**Exercise details**
Produce an exact copy of the lines from the line containing "Pest-scouting request: tag the carpeted" through the last line of the entries below, and only those lines.
START
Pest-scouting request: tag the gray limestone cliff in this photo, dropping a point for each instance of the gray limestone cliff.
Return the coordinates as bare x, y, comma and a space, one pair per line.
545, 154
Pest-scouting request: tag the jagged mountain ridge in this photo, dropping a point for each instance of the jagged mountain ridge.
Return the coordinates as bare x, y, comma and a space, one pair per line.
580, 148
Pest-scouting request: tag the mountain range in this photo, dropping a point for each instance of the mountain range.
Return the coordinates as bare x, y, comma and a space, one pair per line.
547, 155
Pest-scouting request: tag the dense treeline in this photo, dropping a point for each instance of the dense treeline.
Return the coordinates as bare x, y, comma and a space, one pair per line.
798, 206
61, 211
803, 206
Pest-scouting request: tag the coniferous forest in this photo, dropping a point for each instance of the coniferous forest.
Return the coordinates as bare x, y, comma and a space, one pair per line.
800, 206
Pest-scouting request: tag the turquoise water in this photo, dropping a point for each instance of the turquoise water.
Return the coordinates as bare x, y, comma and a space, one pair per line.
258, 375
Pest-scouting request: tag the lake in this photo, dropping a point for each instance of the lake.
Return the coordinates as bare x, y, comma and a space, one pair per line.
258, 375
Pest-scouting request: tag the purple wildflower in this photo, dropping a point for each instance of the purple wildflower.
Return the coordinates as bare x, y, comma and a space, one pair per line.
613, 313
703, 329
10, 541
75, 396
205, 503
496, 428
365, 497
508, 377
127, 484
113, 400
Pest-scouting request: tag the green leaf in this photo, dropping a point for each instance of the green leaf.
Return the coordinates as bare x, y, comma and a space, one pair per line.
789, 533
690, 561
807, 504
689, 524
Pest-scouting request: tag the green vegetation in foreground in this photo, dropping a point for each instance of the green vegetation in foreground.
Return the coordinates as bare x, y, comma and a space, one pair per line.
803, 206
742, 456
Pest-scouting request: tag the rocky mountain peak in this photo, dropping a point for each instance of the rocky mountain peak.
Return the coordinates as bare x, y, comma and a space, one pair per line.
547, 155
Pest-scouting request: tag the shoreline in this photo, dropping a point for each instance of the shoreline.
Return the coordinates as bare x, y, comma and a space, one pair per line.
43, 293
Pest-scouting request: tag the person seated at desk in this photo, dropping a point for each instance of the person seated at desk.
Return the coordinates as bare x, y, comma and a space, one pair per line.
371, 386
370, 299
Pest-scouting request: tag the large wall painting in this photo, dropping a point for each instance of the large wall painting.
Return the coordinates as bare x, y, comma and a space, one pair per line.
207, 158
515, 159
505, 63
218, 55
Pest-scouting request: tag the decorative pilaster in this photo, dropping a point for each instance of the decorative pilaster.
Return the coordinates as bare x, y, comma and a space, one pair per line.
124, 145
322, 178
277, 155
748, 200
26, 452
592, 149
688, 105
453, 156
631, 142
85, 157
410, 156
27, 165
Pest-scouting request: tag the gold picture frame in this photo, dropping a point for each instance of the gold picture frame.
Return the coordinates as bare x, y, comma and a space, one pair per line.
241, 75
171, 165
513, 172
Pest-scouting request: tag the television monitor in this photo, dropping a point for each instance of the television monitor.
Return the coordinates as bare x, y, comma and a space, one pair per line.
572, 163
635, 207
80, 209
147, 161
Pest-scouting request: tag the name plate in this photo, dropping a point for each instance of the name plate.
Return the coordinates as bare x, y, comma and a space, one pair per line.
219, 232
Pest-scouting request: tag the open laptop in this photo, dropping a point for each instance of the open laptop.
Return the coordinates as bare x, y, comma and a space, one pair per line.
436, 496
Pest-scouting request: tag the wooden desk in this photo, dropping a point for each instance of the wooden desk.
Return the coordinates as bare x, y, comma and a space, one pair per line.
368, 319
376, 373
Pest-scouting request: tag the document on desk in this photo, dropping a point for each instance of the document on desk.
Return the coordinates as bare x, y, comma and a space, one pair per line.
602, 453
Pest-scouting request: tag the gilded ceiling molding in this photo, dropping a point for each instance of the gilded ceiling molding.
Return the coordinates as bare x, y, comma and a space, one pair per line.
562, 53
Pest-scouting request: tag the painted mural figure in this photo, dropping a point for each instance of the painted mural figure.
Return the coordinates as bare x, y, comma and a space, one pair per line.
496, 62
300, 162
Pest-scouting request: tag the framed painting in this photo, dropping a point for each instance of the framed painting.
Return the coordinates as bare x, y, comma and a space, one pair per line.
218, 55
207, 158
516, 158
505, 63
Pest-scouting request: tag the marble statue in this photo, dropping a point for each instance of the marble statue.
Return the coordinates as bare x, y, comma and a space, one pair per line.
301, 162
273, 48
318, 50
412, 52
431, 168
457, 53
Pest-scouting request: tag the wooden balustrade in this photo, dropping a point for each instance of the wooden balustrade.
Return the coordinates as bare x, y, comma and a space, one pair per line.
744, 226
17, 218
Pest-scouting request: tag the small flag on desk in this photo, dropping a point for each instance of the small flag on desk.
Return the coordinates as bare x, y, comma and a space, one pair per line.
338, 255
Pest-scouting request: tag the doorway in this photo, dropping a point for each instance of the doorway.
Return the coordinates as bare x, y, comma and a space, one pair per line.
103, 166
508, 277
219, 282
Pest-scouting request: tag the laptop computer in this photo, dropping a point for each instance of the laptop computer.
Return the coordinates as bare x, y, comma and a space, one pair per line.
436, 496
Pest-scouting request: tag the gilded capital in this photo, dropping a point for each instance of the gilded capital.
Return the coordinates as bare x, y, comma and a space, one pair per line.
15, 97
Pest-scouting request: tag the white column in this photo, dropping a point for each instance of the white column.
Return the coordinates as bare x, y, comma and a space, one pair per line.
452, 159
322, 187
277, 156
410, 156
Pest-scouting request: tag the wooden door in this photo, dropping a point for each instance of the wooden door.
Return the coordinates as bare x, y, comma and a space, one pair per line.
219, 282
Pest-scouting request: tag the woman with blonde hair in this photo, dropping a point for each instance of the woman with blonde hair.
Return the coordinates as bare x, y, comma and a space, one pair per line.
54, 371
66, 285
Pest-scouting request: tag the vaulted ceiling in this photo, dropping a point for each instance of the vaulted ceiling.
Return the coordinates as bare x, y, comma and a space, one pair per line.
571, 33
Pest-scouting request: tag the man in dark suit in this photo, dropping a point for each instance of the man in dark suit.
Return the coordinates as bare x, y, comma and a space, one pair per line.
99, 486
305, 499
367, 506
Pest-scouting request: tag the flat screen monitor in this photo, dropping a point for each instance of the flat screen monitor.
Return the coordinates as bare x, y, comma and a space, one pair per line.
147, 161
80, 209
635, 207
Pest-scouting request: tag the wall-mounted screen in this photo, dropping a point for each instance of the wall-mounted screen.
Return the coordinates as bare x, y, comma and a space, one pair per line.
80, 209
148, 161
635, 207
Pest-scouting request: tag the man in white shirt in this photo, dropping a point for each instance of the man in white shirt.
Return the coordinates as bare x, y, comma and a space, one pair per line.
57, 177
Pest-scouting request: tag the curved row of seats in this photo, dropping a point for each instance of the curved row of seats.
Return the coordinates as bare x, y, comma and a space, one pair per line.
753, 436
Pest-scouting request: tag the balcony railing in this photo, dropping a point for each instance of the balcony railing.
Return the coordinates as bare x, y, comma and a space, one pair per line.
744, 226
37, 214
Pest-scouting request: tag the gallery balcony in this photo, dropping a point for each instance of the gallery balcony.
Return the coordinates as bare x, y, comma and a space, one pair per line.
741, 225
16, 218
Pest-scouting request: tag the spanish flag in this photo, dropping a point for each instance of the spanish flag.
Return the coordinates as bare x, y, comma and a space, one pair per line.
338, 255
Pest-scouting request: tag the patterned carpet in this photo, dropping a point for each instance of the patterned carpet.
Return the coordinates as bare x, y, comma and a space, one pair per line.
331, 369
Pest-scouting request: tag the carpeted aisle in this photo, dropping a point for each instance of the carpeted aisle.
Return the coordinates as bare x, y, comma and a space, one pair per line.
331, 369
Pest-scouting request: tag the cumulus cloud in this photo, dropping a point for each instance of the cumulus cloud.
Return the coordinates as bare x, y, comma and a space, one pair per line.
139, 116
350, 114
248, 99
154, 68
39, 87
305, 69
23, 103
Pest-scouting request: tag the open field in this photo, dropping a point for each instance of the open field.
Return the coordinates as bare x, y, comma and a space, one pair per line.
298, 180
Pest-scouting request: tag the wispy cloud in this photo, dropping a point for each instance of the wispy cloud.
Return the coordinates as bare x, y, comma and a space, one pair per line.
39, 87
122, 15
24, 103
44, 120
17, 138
END
**Response to this task**
Pest-scouting request: tag the carpeted aisle in this photo, dropping a point for each instance of the carpeted aisle.
Return the coordinates as bare x, y, comma and a space, one pair per line.
331, 369
Pest-scouting request: tag the cumulus cloud in this photo, dropping a point for each instance of the cumulus cloud.
Return the coordinates as bare x, y, comma and a space, one pair per line.
139, 116
350, 114
248, 99
154, 68
39, 87
305, 69
23, 103
Pest-scouting request: tag the open field in this photo, dropping a point for each instance of the open field.
Return the coordinates as bare x, y, comma and a space, one pair per line.
298, 180
Pest-scouting request: tag the wispy cloud in this photo, dropping a point for each instance of the wispy cloud.
Return the coordinates as bare x, y, comma and a space, one pair per line.
39, 87
122, 15
24, 103
44, 120
17, 138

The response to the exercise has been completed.